Task input —
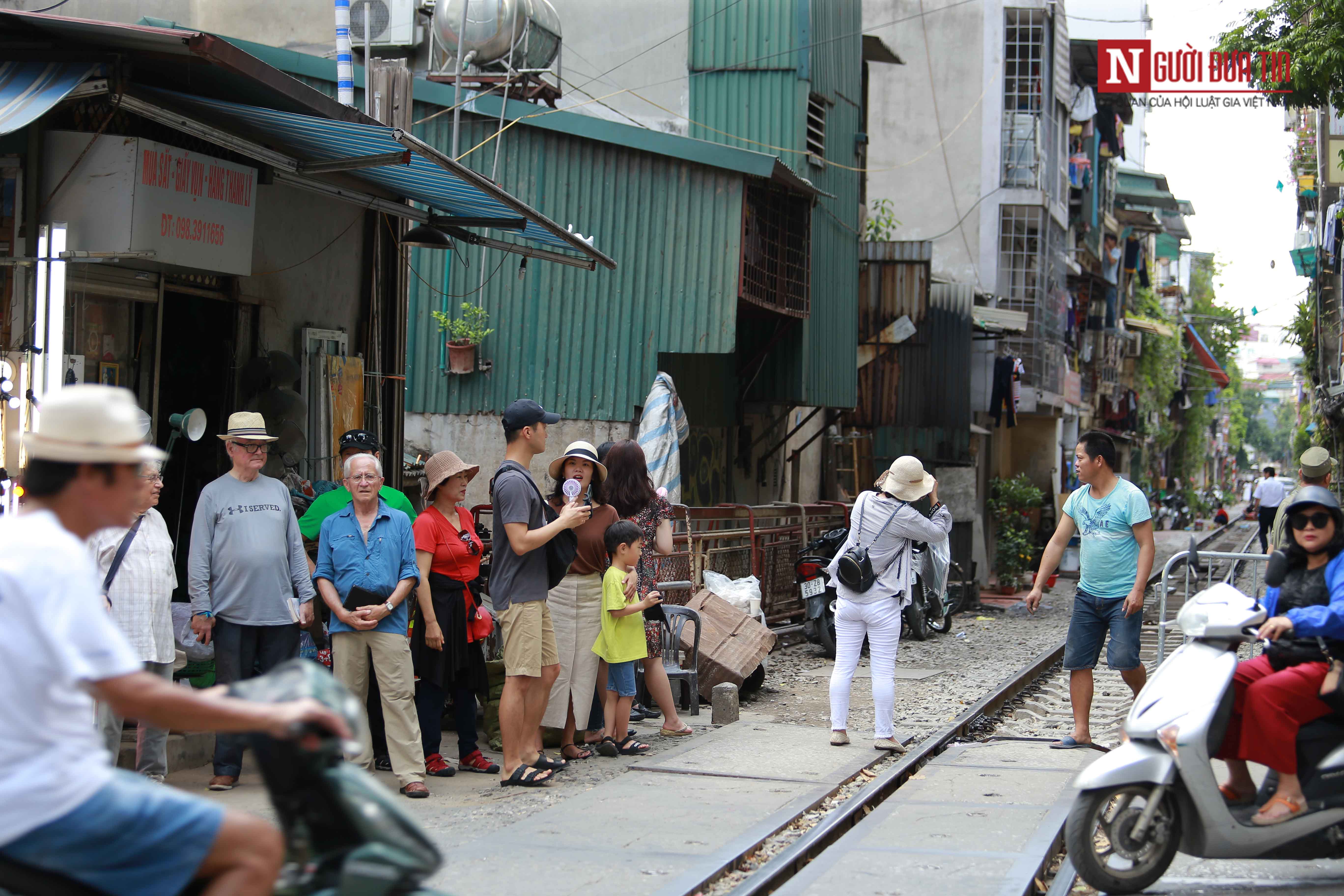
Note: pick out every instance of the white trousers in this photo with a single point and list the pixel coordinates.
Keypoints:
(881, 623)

...

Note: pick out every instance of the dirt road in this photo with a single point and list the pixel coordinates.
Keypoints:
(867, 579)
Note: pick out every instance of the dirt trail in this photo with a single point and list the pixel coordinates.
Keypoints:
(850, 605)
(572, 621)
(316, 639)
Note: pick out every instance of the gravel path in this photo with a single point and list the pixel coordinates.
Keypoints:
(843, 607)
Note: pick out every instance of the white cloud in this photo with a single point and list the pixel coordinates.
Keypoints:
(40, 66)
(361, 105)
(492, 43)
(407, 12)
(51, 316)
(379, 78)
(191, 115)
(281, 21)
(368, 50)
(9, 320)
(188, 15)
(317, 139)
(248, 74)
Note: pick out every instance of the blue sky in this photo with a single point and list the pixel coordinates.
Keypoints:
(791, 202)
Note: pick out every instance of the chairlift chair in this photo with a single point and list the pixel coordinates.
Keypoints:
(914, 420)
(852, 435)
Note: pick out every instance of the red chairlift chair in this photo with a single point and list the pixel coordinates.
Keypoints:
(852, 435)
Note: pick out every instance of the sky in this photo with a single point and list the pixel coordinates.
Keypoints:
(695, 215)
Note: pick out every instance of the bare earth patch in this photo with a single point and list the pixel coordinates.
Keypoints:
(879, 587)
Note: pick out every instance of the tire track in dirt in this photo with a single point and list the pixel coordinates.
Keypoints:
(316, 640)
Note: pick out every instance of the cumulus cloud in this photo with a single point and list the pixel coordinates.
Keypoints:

Written problem — Extract each line of the material that contains the string "white". The match is case-sensitive.

Response for this exercise —
Note: pick out every instance of the white trousers in this photo with a single point and list the pixel coordinates.
Note: pick out every instance of the white cloud in this photo with a single point and list the pixel coordinates.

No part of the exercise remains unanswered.